**QUOTED TEXT:**
Hi,
We have been trying to upload large files to Dataverse. On our current scenario, we feel that implementing direct upload to and S3-like solution (either to a cloud service or using emulation with Minio) is a bit of an overkill, hence we are trying to user dcm/rsync+ssh.
We have read the documentation in
https://guides.dataverse.org/en/latest/developers/big-data-support.html#id3 but haven't been able to get the process working end-to-end.
Here are the steps we took:
- We setup the mock DCM
- Configured :DataCaptureModuleUrl and :UploadMethods
- Downloaded the placeholder rsync scripts, which caused the Dataset to present a File Upload in Progress – This dataset is locked while the data files are being transferred and verified. in the GUI
- Put the files in place (data and .sha files)
- Sent the checksum validation to Dataverse:
curl -H "X-Dataverse-key: <superuser_token>" -X POST -H 'Content-type: application/json' --upload-file checksumValidationSuccess.json <dataverse_host_url>/api/datasets/:persistentId/dataCaptureModule/checksumValidation?persistentId=doi:10.5072/FK2/YFFVJP
and got:
{}
The requests are received by the mock DCM and do not show any errors:
... [03/Feb/2022 11:53:07] "POST /ur.py HTTP/1.1" 200 -
debug: recieved script request for dataset "FK2/YFFVJP"

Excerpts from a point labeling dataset

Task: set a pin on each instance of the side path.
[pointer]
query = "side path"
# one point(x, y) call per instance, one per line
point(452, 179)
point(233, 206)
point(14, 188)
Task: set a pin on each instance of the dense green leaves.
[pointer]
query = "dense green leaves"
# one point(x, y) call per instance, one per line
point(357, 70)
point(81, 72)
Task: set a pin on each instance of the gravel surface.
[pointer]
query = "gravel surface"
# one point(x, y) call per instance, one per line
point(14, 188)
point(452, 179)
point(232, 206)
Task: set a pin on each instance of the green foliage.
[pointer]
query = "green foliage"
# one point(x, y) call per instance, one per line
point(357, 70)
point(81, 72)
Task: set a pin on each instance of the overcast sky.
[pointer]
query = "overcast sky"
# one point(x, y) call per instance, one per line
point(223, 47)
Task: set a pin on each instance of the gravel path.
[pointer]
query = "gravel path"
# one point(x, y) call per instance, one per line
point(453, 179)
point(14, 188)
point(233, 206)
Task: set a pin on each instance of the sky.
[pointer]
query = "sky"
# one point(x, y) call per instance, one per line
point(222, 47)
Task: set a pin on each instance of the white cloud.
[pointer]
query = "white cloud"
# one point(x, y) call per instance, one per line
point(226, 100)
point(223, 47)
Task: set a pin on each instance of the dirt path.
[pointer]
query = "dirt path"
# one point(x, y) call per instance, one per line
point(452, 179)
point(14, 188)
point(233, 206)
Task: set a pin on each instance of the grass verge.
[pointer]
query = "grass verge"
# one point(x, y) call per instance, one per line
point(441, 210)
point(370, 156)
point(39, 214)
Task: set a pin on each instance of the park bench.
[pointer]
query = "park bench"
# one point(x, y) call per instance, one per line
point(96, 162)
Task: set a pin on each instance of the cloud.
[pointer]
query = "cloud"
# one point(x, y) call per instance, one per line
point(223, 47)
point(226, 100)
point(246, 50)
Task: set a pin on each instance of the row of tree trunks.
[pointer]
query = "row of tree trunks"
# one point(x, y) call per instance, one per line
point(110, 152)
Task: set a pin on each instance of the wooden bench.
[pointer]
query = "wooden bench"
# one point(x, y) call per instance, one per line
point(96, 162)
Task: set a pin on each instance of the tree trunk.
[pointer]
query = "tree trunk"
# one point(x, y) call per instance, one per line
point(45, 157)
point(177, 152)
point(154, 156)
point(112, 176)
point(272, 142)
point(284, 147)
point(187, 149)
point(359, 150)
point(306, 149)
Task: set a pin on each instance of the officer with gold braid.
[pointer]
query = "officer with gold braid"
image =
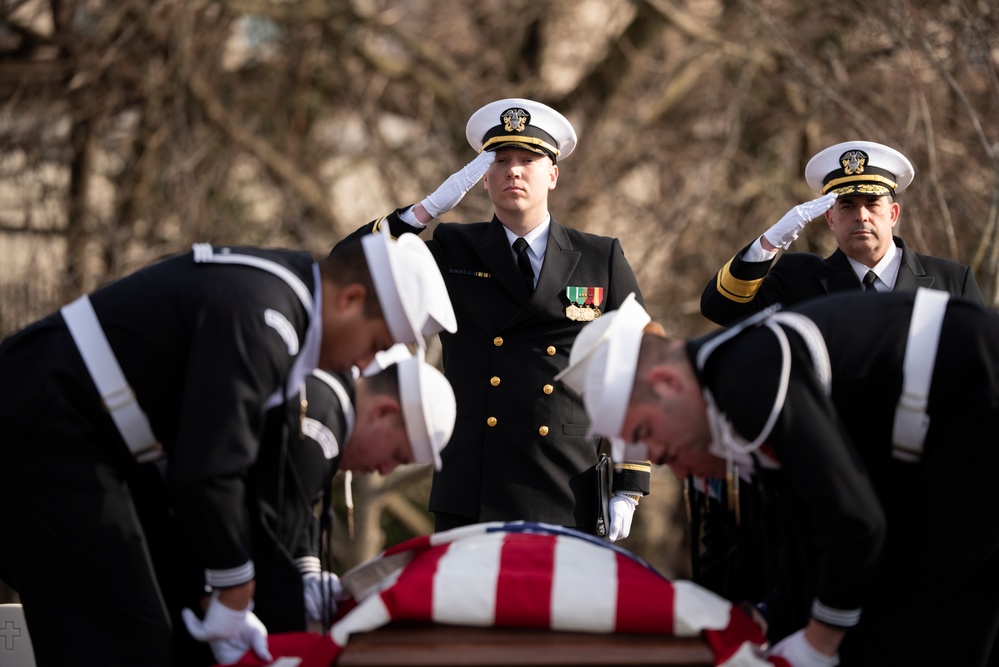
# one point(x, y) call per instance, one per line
point(858, 182)
point(523, 285)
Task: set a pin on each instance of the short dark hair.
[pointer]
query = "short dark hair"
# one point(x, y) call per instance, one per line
point(384, 382)
point(347, 264)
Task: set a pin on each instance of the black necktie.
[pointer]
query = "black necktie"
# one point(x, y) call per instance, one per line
point(869, 281)
point(524, 262)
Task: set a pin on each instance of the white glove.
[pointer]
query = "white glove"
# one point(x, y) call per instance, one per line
point(799, 653)
point(230, 632)
point(450, 192)
point(787, 228)
point(621, 509)
point(323, 592)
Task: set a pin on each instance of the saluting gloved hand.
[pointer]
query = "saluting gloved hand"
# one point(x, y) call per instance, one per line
point(787, 228)
point(621, 509)
point(797, 651)
point(230, 632)
point(450, 192)
point(323, 591)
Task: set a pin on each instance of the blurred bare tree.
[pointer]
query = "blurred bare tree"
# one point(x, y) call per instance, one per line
point(130, 129)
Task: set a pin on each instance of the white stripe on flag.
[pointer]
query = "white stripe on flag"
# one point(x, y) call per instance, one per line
point(584, 587)
point(465, 583)
point(696, 609)
point(366, 616)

**REQUIRED TASK:** Resume the forum post about uploading large files to Dataverse over rsync, starting right after its last line.

**WRITTEN RESPONSE:**
... [03/Feb/2022 11:53:07] "POST /sr.py HTTP/1.1" 200 -
After this step, we expected the files to be displayed in the dataset, but it was not the case
We tried to troubleshoot the import code using the provided command and got a message that the import was in progress:
curl -H "X-Dataverse-key: <superuser_token>" -X POST "<dataverse_host_url>/api/batch/jobs/import/datasets/files/42?uploadFolder=YFFVJP&totalSize=12"
{"status":"OK","data":{"message":"FileSystemImportJob in progress","executionId":3}
, however, the files never get displayed in the Dataset GUI
Could You please share some advice on what we might be doing wrong or what else should we check for?
Also, as stated in the documentation, the DCM method is experimental. From Your experience, should we invest time in putting direct upload to S3 working or should rsync work seamlessly?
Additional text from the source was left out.